* [Input material]
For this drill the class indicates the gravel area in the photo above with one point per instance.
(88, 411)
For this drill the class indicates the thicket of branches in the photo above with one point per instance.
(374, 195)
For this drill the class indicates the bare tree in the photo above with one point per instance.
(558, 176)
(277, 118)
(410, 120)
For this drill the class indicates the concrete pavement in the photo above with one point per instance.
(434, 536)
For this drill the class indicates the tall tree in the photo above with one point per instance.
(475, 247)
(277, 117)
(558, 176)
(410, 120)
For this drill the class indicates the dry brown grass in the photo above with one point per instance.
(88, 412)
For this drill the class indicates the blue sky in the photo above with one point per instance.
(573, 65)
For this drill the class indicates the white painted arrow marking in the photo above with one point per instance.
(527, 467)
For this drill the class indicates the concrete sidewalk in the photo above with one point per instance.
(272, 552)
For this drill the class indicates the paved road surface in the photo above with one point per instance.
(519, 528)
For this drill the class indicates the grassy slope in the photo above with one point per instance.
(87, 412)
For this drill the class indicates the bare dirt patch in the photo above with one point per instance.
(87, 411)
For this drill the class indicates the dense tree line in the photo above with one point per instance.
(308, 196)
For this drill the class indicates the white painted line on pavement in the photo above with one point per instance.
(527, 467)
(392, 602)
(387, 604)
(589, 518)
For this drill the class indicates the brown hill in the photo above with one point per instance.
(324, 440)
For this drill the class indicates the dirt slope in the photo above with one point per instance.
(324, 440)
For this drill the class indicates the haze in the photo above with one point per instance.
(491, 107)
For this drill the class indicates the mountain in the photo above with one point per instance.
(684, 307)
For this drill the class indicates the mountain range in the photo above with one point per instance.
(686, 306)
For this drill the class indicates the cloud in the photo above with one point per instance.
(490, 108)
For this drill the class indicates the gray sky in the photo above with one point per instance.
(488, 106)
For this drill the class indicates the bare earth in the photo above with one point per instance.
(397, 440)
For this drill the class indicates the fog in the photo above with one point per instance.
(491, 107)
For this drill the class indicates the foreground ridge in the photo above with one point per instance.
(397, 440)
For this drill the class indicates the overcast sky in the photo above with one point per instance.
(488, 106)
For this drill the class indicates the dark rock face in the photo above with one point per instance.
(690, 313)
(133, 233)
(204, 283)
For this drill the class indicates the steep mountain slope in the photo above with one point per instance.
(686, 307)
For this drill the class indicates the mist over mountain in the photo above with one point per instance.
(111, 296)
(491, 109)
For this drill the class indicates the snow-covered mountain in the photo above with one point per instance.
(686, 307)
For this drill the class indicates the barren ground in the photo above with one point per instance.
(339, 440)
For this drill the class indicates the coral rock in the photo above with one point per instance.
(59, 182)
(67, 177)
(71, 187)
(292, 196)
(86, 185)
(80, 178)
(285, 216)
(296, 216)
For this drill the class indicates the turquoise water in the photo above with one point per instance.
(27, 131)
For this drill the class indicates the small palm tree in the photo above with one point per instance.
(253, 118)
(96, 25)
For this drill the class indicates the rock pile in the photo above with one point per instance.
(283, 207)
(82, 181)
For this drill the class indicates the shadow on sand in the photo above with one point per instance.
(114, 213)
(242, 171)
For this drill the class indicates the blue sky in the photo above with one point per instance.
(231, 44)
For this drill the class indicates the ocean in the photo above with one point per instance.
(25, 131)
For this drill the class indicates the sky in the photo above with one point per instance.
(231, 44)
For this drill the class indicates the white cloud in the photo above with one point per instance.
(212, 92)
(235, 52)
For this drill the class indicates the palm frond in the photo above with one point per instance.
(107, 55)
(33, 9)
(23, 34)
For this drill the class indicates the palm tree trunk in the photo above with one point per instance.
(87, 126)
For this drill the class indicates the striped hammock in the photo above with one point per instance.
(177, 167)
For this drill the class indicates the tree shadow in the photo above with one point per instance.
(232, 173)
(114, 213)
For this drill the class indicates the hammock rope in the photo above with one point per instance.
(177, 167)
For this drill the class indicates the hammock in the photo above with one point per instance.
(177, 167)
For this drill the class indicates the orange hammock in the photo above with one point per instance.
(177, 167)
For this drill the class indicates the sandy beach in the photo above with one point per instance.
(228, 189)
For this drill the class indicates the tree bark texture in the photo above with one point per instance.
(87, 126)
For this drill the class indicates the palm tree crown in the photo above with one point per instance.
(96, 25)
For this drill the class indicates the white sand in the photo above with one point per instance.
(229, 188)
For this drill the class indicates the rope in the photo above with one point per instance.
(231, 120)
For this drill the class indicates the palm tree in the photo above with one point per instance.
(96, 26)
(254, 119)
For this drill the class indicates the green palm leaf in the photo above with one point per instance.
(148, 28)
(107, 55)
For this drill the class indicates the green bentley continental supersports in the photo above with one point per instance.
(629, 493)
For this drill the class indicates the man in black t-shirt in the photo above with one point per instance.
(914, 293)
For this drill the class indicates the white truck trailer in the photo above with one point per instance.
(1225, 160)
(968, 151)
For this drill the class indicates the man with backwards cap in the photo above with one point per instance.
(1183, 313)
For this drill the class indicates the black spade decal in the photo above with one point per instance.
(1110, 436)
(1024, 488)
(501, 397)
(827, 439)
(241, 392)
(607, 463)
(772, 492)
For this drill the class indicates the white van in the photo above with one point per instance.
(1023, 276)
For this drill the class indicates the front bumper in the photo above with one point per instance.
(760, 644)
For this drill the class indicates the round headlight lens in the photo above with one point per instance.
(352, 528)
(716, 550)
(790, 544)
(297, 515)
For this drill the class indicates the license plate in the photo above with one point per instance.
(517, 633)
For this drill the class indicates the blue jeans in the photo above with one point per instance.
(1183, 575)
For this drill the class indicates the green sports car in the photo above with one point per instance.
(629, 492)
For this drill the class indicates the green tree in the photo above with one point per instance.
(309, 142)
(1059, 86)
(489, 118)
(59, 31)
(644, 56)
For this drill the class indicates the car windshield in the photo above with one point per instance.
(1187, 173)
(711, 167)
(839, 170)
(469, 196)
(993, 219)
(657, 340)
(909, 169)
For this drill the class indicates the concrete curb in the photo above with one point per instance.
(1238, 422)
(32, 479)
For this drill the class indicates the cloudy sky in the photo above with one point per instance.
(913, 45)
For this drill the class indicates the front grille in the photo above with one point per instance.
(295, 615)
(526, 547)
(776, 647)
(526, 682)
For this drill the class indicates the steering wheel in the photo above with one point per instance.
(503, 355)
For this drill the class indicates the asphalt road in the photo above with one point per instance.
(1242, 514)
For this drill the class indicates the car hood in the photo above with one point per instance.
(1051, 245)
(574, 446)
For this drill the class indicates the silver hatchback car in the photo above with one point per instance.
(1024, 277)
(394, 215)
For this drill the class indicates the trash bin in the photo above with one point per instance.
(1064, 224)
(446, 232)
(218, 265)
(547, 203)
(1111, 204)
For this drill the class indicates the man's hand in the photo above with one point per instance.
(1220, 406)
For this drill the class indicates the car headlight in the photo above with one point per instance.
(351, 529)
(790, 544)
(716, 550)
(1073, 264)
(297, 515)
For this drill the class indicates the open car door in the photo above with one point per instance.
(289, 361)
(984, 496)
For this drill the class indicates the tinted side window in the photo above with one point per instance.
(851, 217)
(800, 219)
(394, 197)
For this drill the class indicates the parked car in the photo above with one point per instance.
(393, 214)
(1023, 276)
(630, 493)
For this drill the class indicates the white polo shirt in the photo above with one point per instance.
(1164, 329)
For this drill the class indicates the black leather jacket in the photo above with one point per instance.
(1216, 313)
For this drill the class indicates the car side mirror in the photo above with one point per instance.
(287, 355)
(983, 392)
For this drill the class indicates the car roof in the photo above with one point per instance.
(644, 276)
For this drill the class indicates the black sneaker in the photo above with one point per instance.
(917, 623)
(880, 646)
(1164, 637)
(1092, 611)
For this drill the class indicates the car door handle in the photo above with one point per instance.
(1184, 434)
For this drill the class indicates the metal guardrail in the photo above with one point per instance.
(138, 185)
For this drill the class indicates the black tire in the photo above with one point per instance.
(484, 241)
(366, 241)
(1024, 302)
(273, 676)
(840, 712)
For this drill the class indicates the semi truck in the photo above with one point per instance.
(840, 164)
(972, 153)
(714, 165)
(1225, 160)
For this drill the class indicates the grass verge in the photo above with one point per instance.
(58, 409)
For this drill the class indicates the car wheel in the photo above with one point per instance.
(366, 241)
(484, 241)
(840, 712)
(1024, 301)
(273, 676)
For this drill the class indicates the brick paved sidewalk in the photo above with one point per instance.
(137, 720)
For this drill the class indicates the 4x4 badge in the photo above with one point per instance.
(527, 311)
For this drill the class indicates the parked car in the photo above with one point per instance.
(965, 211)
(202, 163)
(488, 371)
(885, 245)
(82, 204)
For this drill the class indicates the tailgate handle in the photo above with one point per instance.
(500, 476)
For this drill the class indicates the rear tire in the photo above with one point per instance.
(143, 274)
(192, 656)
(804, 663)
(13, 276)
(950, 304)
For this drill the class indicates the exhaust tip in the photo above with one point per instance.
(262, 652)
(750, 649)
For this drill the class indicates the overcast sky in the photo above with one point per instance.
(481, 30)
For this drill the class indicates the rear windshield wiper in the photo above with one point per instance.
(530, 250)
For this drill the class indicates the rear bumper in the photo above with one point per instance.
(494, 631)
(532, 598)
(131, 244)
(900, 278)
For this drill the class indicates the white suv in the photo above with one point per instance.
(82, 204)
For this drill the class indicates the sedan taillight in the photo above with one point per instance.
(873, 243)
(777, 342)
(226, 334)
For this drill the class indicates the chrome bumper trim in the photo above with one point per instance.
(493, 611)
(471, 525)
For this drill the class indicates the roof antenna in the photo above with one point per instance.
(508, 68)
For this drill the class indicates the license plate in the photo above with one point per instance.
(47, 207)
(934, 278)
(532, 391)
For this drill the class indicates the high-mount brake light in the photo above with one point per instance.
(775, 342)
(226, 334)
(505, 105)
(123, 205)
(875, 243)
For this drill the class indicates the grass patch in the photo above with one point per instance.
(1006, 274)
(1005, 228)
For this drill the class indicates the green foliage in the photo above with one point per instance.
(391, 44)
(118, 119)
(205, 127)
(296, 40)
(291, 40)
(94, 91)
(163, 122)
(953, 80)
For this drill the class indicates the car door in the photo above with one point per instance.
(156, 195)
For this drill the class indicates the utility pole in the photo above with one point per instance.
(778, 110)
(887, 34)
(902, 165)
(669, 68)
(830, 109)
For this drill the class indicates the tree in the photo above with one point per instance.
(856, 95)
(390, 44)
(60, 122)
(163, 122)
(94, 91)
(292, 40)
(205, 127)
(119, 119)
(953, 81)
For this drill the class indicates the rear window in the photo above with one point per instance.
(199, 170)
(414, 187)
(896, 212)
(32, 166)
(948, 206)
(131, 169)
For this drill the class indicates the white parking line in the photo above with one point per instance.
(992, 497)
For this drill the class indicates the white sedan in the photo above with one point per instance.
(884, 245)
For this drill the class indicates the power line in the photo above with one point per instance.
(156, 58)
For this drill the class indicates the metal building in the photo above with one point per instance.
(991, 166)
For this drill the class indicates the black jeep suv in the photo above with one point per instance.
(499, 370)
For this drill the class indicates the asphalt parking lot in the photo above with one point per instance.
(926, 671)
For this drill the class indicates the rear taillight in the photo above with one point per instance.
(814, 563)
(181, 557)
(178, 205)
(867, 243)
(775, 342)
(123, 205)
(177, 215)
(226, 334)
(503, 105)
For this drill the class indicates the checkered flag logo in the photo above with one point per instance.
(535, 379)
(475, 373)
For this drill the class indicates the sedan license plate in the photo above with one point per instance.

* [What is asked] Convert the lines between the one holding "For this drill the class indicates the black spade" and the one holding "(1242, 514)", inclusive, into a numbered list that leaves out any blank lines.

* [Result of this task]
1. For this drill the class indicates the black spade decal in the photo above with one point per instance.
2. (1110, 436)
3. (1024, 488)
4. (501, 397)
5. (827, 439)
6. (241, 392)
7. (607, 463)
8. (772, 492)
9. For this drill the class indicates the white van in the photo above with one point per instance.
10. (1023, 276)
11. For this drill the class indicates the front bumper in the photo above with one point per instance.
12. (760, 644)
13. For this drill the class indicates the round headlight lens in the photo above with one point per instance.
14. (352, 528)
15. (716, 550)
16. (790, 544)
17. (297, 515)
18. For this drill the class indicates the license plate in the photo above with one point per instance.
19. (517, 633)
20. For this drill the class indicates the blue jeans in the photo above with one point per instance.
21. (1183, 575)
22. For this drill the class indicates the green sports car in the photo above with one point per instance.
23. (629, 492)
24. For this drill the class indicates the green tree in the photo above with one point per instance.
25. (309, 142)
26. (1059, 86)
27. (489, 118)
28. (59, 31)
29. (644, 56)
30. For this drill the class indicates the car windshield in the photo above with one point per instance.
31. (1187, 173)
32. (711, 167)
33. (839, 170)
34. (469, 196)
35. (993, 219)
36. (657, 340)
37. (909, 169)
38. For this drill the class indicates the concrete curb in the photo above with one point per instance.
39. (1238, 422)
40. (32, 479)
41. For this drill the class indicates the cloudy sky in the photo above with one point per instance.
42. (913, 45)
43. For this drill the class indicates the front grille in the photo above with one point per instance.
44. (295, 615)
45. (526, 547)
46. (776, 647)
47. (526, 682)
48. For this drill the class indicates the steering wheel in the photo above with one point per instance.
49. (503, 355)
50. For this drill the class indicates the asphalt road in the photo above with one point per instance.
51. (1242, 514)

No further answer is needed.